■ **Problem description**
All lines from the one with "steel wall oven." through the final line below are to be reproduced exactly; omit the others.

(Stored records)
##########
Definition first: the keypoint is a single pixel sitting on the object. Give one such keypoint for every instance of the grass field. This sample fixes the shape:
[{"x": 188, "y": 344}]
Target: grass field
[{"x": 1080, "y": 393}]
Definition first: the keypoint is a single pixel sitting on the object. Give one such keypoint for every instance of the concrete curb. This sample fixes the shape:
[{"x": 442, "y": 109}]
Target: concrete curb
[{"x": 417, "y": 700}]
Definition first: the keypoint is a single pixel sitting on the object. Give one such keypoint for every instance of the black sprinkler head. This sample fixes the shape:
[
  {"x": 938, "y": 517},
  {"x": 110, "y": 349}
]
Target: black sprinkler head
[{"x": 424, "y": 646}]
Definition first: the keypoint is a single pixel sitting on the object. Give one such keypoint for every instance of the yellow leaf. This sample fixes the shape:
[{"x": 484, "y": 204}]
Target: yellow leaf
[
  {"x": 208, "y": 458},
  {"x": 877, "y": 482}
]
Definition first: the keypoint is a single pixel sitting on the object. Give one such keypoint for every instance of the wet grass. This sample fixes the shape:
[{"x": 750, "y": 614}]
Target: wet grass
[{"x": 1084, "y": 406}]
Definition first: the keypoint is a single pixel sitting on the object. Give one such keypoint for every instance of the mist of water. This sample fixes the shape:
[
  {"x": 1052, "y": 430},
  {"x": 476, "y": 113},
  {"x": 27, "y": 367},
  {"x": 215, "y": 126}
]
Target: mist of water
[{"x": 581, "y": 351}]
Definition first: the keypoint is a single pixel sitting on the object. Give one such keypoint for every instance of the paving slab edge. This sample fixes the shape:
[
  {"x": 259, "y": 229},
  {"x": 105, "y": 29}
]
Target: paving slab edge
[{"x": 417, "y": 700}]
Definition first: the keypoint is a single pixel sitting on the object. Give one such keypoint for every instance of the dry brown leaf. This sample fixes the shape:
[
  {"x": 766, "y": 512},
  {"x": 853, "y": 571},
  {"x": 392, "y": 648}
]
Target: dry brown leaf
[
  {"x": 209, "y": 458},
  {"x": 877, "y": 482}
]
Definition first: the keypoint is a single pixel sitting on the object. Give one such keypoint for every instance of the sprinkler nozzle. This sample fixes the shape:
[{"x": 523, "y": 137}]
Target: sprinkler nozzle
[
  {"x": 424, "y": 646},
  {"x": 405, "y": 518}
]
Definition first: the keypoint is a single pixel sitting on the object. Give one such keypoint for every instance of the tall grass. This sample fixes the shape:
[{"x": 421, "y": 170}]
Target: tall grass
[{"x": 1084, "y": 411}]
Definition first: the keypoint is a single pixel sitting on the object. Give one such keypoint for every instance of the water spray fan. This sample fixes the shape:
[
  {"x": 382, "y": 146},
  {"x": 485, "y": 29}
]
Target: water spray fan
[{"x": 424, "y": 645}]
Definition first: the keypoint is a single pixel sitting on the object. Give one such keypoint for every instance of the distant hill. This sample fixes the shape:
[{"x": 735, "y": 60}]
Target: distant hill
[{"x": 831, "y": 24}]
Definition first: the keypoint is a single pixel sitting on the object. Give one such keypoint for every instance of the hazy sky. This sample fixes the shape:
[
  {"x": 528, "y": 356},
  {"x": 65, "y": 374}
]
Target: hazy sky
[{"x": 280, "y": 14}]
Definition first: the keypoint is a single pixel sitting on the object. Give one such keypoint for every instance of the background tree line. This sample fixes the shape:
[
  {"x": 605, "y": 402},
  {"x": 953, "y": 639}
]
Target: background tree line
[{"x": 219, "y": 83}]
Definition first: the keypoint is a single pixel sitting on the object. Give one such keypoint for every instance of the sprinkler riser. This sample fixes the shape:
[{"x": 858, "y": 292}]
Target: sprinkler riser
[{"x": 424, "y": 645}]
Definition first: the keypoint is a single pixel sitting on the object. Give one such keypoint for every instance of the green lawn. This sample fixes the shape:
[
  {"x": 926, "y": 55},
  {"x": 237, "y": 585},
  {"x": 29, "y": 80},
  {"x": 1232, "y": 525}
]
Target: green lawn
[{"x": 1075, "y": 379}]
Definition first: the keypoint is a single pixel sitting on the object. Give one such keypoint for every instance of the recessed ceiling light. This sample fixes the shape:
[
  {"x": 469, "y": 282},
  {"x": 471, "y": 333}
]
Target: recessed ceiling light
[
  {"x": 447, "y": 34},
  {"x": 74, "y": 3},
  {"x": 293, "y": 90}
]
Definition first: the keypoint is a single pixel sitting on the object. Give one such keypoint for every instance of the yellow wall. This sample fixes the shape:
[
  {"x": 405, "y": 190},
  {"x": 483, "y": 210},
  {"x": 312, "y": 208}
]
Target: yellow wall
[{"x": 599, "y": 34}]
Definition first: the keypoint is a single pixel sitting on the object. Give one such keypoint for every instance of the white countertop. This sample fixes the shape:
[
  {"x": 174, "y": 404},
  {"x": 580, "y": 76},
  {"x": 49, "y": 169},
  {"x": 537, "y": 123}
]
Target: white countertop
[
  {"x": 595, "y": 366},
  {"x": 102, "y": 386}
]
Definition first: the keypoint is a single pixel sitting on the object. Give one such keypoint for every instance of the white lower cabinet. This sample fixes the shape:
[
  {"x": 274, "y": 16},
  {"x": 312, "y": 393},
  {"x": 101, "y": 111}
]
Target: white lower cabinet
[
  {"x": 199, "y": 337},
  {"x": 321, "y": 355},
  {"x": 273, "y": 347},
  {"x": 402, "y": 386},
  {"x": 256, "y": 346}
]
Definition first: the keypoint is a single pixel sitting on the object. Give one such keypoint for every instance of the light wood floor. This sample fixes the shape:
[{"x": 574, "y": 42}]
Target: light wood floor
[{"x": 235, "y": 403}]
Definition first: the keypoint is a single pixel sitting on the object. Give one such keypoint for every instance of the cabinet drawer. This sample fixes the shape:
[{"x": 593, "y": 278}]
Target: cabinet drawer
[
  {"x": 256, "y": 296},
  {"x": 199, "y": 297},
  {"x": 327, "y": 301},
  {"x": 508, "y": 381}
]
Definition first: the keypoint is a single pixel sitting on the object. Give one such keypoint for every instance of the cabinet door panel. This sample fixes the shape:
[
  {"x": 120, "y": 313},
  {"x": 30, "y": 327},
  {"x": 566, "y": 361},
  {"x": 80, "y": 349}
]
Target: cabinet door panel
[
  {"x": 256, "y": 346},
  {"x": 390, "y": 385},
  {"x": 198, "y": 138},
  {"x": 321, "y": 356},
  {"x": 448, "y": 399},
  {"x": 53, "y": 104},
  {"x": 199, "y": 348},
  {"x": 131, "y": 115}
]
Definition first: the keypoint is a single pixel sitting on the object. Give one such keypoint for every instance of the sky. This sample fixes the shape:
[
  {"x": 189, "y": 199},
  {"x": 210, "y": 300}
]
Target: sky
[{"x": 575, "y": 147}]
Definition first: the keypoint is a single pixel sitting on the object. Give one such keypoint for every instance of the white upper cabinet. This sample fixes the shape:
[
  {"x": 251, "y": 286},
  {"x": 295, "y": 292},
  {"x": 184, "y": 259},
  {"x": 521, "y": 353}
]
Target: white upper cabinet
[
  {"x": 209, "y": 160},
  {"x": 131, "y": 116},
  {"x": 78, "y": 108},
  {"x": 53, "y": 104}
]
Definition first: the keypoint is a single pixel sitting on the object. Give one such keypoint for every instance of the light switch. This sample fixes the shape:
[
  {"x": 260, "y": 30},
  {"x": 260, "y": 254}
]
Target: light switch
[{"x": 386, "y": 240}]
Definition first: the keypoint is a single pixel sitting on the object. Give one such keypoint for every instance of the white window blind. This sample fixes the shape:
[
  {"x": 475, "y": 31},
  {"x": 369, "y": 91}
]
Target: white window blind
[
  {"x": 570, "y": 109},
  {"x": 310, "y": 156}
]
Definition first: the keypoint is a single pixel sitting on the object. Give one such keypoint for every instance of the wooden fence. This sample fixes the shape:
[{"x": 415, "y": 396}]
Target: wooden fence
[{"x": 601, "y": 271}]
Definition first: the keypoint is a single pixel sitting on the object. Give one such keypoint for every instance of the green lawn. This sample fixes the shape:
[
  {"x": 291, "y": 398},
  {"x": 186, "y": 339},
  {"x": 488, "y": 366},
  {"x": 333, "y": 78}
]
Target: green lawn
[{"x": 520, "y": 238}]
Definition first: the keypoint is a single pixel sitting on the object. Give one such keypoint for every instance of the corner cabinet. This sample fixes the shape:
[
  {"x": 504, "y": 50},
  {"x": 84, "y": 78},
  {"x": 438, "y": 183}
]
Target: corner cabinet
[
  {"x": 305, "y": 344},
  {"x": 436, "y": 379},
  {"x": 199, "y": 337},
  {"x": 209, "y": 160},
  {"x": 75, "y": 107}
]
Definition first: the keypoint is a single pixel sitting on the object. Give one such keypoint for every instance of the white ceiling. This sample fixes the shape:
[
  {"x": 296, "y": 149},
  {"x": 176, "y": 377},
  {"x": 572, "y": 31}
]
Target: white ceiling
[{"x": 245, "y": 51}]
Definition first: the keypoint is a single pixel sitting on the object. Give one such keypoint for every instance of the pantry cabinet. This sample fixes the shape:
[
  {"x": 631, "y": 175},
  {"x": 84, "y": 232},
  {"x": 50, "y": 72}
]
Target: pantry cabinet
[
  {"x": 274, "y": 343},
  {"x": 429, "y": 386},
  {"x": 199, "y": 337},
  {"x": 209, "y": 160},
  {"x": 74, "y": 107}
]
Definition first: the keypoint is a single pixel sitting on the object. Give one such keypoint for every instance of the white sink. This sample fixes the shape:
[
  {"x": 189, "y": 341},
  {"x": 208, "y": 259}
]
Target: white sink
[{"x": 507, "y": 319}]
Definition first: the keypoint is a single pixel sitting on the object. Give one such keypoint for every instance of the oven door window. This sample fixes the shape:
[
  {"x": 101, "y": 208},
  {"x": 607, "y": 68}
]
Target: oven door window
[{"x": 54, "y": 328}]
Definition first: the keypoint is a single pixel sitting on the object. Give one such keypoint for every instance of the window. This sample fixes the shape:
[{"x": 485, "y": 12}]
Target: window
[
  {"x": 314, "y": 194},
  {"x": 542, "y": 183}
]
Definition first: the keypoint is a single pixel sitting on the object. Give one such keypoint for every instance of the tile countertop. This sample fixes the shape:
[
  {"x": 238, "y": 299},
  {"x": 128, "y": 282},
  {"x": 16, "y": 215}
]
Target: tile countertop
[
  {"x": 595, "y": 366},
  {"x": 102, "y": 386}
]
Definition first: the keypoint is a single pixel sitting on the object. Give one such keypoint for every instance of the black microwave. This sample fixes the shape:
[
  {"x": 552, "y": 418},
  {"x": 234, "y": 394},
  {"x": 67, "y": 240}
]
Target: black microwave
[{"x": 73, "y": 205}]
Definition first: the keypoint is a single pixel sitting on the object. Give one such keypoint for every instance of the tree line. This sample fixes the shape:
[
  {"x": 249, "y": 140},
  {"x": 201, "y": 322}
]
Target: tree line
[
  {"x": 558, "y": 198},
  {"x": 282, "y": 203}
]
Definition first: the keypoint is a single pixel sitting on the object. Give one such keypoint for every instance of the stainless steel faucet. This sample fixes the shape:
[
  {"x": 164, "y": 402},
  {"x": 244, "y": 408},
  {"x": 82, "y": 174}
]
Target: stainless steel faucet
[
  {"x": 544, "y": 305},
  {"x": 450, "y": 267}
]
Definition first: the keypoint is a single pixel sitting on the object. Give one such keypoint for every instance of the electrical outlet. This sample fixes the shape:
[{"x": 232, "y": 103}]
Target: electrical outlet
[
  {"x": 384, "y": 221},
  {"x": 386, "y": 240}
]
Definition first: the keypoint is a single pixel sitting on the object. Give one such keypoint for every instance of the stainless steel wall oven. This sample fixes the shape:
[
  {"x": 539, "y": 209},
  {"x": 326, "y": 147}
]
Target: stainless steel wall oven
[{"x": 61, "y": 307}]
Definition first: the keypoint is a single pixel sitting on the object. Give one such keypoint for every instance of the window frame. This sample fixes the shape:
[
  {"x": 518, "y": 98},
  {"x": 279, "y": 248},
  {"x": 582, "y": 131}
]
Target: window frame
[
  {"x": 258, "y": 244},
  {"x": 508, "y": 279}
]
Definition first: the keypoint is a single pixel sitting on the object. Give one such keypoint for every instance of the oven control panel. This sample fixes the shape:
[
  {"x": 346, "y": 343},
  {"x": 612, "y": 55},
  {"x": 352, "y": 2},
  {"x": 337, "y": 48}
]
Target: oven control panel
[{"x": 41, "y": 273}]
##########
■ **Answer to this task**
Definition first: the keypoint is a single pixel sitting on the object. Give one such keypoint for every instance of the stainless steel wall oven. This sample fixes the shape:
[
  {"x": 539, "y": 209},
  {"x": 326, "y": 147}
]
Target: stainless steel wall oven
[{"x": 61, "y": 307}]
Definition first: the keypoint is a single pixel sitting on the object. Give one such keypoint for every instance of the window frame. This sample fixes the shape:
[
  {"x": 518, "y": 98},
  {"x": 279, "y": 248},
  {"x": 582, "y": 131}
]
Target: window frame
[
  {"x": 258, "y": 244},
  {"x": 508, "y": 279}
]
Definition first: the keypoint is a single pixel sitting on the object. Give one such keypoint for every instance of the oven control panel. This sample fixes the shape:
[
  {"x": 346, "y": 343},
  {"x": 612, "y": 55},
  {"x": 352, "y": 2},
  {"x": 337, "y": 48}
]
Target: oven control panel
[{"x": 41, "y": 273}]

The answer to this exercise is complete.